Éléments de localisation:
---------------

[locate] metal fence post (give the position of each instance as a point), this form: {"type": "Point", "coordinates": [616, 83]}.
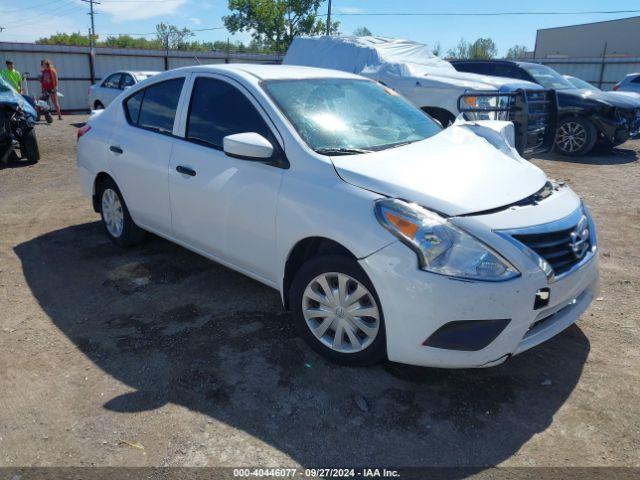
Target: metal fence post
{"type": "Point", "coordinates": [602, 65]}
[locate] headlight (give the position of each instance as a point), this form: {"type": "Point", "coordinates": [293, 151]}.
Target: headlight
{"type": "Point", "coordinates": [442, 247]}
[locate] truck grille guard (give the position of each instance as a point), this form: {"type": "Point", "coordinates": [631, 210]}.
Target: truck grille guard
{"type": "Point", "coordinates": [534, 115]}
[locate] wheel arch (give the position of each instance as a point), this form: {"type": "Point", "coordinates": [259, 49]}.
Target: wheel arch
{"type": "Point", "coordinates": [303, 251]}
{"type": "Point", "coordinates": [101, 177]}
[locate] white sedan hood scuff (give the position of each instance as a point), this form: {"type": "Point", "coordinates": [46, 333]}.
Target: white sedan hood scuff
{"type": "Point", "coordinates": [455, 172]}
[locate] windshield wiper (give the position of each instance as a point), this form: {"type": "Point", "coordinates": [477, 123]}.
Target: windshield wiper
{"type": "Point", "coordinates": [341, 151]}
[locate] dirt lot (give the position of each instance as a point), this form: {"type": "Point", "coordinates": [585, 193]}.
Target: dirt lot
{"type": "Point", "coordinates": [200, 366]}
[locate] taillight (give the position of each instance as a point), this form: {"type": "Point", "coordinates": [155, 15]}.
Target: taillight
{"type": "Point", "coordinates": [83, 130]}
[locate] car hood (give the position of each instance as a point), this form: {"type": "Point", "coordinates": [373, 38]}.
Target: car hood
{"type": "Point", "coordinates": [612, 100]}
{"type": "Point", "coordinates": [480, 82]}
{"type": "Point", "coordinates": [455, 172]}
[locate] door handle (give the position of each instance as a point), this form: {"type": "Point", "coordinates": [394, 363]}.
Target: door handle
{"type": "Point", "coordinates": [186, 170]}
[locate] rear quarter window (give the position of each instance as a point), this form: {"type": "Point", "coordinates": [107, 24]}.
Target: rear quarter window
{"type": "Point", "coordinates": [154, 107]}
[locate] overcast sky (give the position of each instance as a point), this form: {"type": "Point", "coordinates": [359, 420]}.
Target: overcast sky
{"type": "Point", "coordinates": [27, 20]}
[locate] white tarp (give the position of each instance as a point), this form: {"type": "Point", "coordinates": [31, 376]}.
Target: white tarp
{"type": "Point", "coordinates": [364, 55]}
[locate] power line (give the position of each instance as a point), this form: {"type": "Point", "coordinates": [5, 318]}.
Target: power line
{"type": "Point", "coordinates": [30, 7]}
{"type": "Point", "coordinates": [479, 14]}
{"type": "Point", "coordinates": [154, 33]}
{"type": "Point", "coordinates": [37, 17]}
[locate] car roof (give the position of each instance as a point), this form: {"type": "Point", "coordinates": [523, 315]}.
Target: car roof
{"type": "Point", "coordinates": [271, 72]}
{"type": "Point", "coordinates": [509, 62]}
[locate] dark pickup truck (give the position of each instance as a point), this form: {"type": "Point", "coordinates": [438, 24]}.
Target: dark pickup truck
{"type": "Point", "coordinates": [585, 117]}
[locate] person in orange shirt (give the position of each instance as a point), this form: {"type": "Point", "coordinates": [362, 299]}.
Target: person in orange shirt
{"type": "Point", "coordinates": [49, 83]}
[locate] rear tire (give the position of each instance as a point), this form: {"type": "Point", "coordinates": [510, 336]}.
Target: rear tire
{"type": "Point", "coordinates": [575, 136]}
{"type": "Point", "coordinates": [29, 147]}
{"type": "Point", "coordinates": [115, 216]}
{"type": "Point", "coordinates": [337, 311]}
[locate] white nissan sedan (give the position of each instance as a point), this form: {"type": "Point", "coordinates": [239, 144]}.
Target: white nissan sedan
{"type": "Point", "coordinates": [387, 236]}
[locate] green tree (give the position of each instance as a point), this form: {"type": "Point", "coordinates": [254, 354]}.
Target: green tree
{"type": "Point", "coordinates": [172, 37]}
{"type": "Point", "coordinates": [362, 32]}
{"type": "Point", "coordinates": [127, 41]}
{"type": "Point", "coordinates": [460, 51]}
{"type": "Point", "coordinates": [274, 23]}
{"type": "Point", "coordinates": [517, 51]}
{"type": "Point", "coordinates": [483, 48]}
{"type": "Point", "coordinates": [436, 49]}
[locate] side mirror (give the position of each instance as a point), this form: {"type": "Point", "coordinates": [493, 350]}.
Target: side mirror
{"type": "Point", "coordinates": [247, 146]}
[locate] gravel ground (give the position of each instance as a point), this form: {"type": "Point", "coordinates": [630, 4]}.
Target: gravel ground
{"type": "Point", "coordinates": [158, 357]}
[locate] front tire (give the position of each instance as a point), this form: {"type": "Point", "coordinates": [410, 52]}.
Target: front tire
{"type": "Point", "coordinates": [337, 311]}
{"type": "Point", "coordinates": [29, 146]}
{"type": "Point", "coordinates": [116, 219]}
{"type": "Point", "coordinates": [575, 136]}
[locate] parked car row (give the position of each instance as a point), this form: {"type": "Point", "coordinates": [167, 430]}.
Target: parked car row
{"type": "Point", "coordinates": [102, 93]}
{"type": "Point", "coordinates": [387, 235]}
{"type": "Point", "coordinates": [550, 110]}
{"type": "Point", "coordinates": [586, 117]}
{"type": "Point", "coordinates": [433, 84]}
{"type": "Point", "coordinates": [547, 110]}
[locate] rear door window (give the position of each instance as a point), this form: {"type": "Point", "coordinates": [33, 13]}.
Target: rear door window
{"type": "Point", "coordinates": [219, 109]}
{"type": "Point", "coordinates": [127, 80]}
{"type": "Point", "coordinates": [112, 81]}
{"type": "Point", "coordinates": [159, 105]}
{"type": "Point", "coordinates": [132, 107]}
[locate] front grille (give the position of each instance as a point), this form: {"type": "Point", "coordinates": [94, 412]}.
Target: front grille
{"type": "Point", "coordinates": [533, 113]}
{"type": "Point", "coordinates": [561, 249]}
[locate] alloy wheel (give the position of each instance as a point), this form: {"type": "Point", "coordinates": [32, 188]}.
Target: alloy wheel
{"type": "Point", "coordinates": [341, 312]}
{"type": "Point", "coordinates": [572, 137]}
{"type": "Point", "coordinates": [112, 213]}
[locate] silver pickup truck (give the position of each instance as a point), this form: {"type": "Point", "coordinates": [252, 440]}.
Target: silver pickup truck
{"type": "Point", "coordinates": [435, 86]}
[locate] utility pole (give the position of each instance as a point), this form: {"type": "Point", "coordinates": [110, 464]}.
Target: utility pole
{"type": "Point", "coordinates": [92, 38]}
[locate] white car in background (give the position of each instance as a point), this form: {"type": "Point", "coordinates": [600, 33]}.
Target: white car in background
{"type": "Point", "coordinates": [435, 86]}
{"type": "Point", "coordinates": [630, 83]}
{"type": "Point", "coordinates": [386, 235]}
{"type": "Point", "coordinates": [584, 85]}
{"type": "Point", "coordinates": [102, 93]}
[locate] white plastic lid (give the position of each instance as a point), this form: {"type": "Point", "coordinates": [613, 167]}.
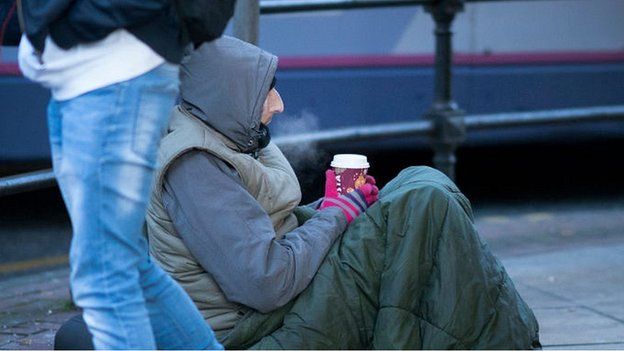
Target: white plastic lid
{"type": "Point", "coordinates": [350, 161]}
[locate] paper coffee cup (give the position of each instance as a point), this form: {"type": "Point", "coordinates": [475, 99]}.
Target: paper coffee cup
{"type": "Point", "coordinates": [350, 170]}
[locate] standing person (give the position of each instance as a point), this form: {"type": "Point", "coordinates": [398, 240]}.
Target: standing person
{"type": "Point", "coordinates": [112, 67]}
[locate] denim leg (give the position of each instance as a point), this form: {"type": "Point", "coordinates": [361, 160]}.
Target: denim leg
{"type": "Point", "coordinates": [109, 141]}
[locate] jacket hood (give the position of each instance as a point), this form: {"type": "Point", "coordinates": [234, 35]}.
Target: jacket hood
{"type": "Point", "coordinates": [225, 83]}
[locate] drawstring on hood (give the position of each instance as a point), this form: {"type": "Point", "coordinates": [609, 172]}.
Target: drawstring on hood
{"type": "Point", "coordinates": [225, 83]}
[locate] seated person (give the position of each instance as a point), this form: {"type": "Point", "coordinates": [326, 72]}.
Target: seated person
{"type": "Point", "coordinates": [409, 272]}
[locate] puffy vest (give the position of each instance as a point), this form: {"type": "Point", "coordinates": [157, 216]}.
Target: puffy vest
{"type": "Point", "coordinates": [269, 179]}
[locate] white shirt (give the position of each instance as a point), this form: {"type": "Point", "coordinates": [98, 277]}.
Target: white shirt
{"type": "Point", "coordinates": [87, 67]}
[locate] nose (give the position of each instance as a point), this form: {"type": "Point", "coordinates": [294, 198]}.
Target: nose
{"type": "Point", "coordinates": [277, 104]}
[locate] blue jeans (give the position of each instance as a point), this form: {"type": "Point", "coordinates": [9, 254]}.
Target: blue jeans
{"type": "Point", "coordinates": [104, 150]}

---------------

> **LA CONSIGNE**: Recopiez à l'identique les lignes, en commençant par celle qui contient « [locate] nose (give » et en terminant par la dernière ligne.

> **RÉSULTAT ATTENDU**:
[locate] nose (give the position of each instance as a point), this form: {"type": "Point", "coordinates": [294, 198]}.
Target: nose
{"type": "Point", "coordinates": [277, 104]}
[locate] blue jeans (give the position of each instance as a point), this form: {"type": "Point", "coordinates": [9, 254]}.
Target: blue jeans
{"type": "Point", "coordinates": [104, 150]}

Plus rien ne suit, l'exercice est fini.